Replicate the data exactly, every line included.

> Data extracted from a collection
*** Begin section ***
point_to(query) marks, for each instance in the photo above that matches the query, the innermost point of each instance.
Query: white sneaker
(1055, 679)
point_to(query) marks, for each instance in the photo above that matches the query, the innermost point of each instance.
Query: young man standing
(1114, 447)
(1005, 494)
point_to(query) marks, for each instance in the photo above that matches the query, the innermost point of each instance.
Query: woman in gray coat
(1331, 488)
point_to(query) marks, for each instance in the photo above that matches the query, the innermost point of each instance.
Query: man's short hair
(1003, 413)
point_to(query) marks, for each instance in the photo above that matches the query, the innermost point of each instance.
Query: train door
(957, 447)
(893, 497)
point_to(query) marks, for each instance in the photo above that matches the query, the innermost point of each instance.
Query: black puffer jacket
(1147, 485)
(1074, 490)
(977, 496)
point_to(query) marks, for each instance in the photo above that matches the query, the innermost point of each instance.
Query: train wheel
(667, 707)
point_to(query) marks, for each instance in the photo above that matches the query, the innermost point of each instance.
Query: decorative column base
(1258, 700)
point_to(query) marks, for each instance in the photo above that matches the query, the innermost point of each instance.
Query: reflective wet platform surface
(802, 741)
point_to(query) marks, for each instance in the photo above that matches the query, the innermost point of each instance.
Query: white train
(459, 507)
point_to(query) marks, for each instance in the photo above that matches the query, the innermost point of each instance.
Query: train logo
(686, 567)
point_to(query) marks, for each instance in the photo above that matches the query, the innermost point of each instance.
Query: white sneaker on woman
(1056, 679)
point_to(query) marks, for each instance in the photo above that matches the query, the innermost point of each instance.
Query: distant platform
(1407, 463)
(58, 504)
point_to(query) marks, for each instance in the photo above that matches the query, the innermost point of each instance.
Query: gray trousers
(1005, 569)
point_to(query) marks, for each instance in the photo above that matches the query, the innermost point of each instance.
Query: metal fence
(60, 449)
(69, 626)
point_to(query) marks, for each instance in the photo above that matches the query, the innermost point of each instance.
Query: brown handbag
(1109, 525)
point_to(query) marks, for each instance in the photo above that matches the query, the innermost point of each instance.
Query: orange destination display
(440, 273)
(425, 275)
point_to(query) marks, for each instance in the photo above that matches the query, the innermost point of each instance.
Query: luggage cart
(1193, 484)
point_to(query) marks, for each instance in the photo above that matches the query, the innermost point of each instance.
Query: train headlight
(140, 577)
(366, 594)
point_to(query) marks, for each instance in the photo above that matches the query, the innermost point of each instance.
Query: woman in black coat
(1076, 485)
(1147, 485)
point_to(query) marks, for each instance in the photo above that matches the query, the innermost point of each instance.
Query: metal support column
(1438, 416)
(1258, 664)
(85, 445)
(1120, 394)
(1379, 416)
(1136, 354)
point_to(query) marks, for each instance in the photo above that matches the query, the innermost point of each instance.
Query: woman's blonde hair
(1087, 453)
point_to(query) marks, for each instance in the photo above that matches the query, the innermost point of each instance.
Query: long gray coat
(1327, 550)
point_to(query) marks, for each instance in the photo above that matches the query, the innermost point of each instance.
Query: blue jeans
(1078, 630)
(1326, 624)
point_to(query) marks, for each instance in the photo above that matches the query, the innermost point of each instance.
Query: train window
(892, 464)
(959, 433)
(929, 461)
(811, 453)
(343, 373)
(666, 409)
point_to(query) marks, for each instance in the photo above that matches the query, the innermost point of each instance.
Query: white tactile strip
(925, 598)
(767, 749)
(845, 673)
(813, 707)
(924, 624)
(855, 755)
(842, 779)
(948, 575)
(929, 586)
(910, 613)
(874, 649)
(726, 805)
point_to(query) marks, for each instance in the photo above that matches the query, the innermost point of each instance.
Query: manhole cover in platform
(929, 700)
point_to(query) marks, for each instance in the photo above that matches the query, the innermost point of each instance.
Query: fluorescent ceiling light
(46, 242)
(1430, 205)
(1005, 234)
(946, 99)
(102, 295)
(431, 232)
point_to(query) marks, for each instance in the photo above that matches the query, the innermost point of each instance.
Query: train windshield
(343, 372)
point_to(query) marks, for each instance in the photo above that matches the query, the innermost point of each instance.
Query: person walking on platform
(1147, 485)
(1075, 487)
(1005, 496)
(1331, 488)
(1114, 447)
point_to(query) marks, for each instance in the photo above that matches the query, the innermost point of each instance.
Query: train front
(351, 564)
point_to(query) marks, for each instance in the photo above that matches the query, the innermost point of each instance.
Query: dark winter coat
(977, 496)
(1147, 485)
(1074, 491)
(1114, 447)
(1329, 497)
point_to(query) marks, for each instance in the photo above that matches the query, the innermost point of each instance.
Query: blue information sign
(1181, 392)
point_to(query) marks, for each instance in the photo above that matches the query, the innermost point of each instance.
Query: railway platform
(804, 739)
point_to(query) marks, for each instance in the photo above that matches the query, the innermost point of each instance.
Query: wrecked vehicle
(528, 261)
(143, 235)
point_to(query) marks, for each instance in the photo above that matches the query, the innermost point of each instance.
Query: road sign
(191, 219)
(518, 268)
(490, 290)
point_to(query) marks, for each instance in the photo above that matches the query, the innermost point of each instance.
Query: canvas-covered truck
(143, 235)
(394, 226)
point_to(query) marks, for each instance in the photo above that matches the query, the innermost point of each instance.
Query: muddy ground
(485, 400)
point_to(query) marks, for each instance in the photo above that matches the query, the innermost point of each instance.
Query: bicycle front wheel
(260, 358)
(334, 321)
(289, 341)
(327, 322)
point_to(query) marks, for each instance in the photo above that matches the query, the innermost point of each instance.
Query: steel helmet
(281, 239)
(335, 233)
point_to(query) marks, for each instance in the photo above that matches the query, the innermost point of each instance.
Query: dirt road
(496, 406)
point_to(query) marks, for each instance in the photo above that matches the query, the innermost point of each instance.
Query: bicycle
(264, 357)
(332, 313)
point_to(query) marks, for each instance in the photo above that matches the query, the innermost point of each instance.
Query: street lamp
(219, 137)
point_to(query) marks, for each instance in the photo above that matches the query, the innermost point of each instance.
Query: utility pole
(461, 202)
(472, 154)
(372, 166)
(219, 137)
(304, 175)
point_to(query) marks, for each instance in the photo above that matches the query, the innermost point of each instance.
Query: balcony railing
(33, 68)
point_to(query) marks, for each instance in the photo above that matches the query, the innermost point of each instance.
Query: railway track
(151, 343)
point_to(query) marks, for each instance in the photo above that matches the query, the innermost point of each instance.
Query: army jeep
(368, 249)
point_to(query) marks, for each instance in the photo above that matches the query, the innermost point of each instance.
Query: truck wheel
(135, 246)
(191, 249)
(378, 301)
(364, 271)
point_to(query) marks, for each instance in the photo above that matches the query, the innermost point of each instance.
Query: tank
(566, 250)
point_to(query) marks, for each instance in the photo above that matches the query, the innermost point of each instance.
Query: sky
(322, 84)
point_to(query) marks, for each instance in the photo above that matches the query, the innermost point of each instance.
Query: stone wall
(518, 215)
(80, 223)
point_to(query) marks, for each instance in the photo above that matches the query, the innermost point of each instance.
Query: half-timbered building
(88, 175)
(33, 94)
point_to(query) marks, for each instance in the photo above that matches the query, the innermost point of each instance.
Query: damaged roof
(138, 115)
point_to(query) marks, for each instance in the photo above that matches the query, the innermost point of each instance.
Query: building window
*** End section ***
> Result of this exercise
point_to(query) marks, for each instance in the photo above that matches the query, the innermost point of each instance.
Query: white sneaker
(1055, 679)
point_to(query) marks, for each instance in the photo above that matches the query, the innermost point of each instance.
Query: young man standing
(1114, 447)
(1005, 494)
point_to(query) marks, for each instance in the photo above that matches the query, the innermost point of each instance.
Query: woman in gray coat
(1331, 488)
point_to(query) marks, for each instance in the photo above that matches the query, the innermost point of each instance.
Query: man's short hair
(1003, 413)
point_to(query) marks, for each instance in the photo above that matches the query, the innermost point of each instance.
Query: train door
(957, 447)
(893, 497)
point_to(query) marks, for each instance in the photo above that matches the query, the innermost point of each instance.
Query: black puffer jacket
(1147, 485)
(1074, 490)
(977, 496)
point_to(query) marks, for each instance in the photo above that matches the query, the innermost point of each instance.
Query: train wheel
(667, 707)
point_to(query) marks, for each instance in the photo above that matches the query, the innermost point of each instance.
Query: decorative column base
(1258, 700)
point_to(query) marks, for each instance in the photo above that matches the query, the innermost point of each instance.
Query: reflective wet platform surface
(802, 741)
point_to(query) marks, for each instance in the photo above that matches the query, the innermost point of each instance.
Query: white train
(459, 507)
point_to(query) marks, for each instance in the photo above that matches the query, the innermost point of each instance.
Query: train logo
(686, 567)
point_to(query) marks, for each instance in the photo above that matches the query, the innermost point of each instance.
Query: white sneaker on woman
(1056, 679)
point_to(query) marks, for each instance in the photo above that matches the query, the innermost point of each instance.
Query: distant platform
(1407, 463)
(58, 504)
point_to(query) marks, for each instance in the photo above that matches the query, the innermost point of each instance.
Query: gray trousers
(1005, 569)
point_to(query) marks, for each instance in the photo above that matches the query, the innermost point of each instance.
Query: metal fence
(60, 449)
(69, 626)
point_to(query) marks, for each instance in the photo above that matches the query, the innermost point of each instance.
Query: brown handbag
(1109, 525)
point_to(query) marks, for each instance in the photo above that matches the query, the innermost point of each instance.
Query: orange destination display
(440, 273)
(425, 275)
point_to(query) marks, for each instance in the photo above that matches the query, the innermost point of each instance.
Query: luggage cart
(1193, 484)
point_to(query) marks, for each instance in the photo above that matches the query, the innermost point of each instance.
Query: train headlight
(140, 577)
(366, 594)
point_to(query) marks, for each instance in the photo above that matches the query, the innermost point of each instance.
Query: woman in black coat
(1076, 485)
(1147, 485)
point_to(query) marks, for each instance in the photo above that matches the query, the innermost point of each instance.
Query: metal support column
(1438, 416)
(1258, 664)
(85, 445)
(1120, 394)
(1379, 416)
(1136, 354)
point_to(query) marks, for each instance in the photo above that matches the query, the innermost point of each instance.
Query: woman's blonde hair
(1087, 453)
point_to(query) marks, for each instance in the photo above that matches the query, the innermost point of each instance.
Query: long gray coat
(1327, 550)
point_to(query) marks, for each instance in the photo above that matches the query, the innermost point of each instance.
Query: blue jeans
(1078, 630)
(1326, 624)
point_to(query) marks, for each instance in the photo above that matches the query, the innermost point of each instance.
Query: train window
(892, 464)
(959, 433)
(929, 461)
(811, 453)
(343, 373)
(666, 409)
point_to(query) marks, for each instance in the photo above that matches the query, the innermost point of each instance.
Query: white tactile strip
(925, 598)
(767, 749)
(845, 673)
(813, 707)
(924, 624)
(855, 755)
(842, 779)
(948, 575)
(929, 586)
(910, 613)
(874, 649)
(726, 805)
point_to(query) marks, for each instance in the photo above that matches the query, the innermost point of each instance.
Query: manhole cover in platform
(929, 700)
point_to(query) marks, for each instance in the photo above that matches the query, the innermost point of each instance.
Query: fluorescent ceiling light
(46, 242)
(1430, 205)
(1005, 234)
(946, 99)
(102, 295)
(431, 232)
point_to(query) marks, for each instance in the photo above that matches the query, the innermost point of each instance.
Query: train windshield
(343, 372)
point_to(query) marks, for each instance in the photo above that matches the query, the innermost point of each instance.
Query: person walking on platform
(1147, 485)
(1075, 487)
(1005, 496)
(1331, 488)
(1114, 447)
point_to(query) marks, for each instance in the photo above that matches the query, the innermost point of each instance.
Query: train front
(351, 564)
point_to(query) marks, for each instance in the photo above that matches the query, the innermost point of each instance.
Query: dark winter coat
(977, 496)
(1147, 485)
(1074, 491)
(1114, 447)
(1329, 497)
point_to(query) marks, for each instance in the photo above that matches the query, the innermost point of each instance.
Query: blue information sign
(1181, 392)
point_to(query) marks, for each instance in the photo above that matches the query, the innermost point of each instance.
Query: railway platform
(804, 739)
point_to(query) marks, for each instance in the photo above that matches the query, the innermost point of each instance.
Query: wrecked vehicle
(528, 261)
(143, 235)
point_to(query) marks, for each instance in the photo above that matches the query, the innermost point of each instance.
Query: road sign
(191, 219)
(518, 268)
(490, 290)
point_to(query) marks, for each instance in the photo above that matches the query, the innermost point of each instance.
Query: canvas-covered truck
(143, 235)
(394, 226)
point_to(query) marks, for each instance in the photo above that matches the query, the innermost point of each instance.
Query: muddy ground
(485, 400)
point_to(query) marks, for each instance in the photo above that matches the query, the innermost point of each instance.
Query: bicycle front wheel
(260, 358)
(334, 321)
(289, 341)
(327, 322)
point_to(query) marks, for each instance in the photo above that matches the query, the innermost point of each instance.
Query: steel helmet
(281, 239)
(335, 233)
point_to(query) marks, for each instance in the photo above that matches the query, the innermost point of each instance.
Query: dirt road
(496, 406)
point_to(query) marks, for each instance in the photo above that matches the query, the innermost point of each instance.
Query: bicycle
(264, 357)
(332, 313)
point_to(query) marks, for each instance in the photo above that matches the query, the innermost point of each instance.
Query: street lamp
(219, 137)
point_to(query) marks, for each instance in the photo above that matches the query, the innermost point of each instance.
Query: utility pole
(461, 202)
(472, 154)
(372, 166)
(219, 137)
(304, 175)
point_to(query) marks, for each instance in the photo above that matches the query, the innermost point of each instance.
Query: balcony railing
(33, 68)
point_to(query) marks, for each instance in the photo above that matches the query, the innermost point of each instance.
Query: railway track
(151, 343)
point_to(query) marks, for each instance in the photo above that matches the query, the innermost point of each instance.
Query: army jeep
(368, 249)
point_to(query) marks, for each instance in the photo above that matches the query, the innermost point of each instance.
Query: truck wheel
(135, 246)
(191, 249)
(378, 301)
(364, 271)
point_to(query) marks, for each instance in the photo above that matches the query, the innermost point of each instance.
Query: tank
(566, 250)
point_to(query) marks, for each instance in the photo above that matches the query, the innermost point of each instance.
Query: sky
(322, 84)
point_to(query) marks, for each instance in the photo above that matches the query, the innermost point of each instance.
Query: stone wall
(518, 215)
(80, 223)
point_to(query) marks, for each instance in the photo above that matches the query, the innermost point of each instance.
Query: half-timbered building
(88, 175)
(33, 94)
point_to(query) marks, for each instance in the photo above that matches the query, the innermost point of each instance.
Query: damaged roof
(138, 115)
point_to(query) marks, for each instance in the photo above that matches the query, the innermost point of each instance.
Query: building window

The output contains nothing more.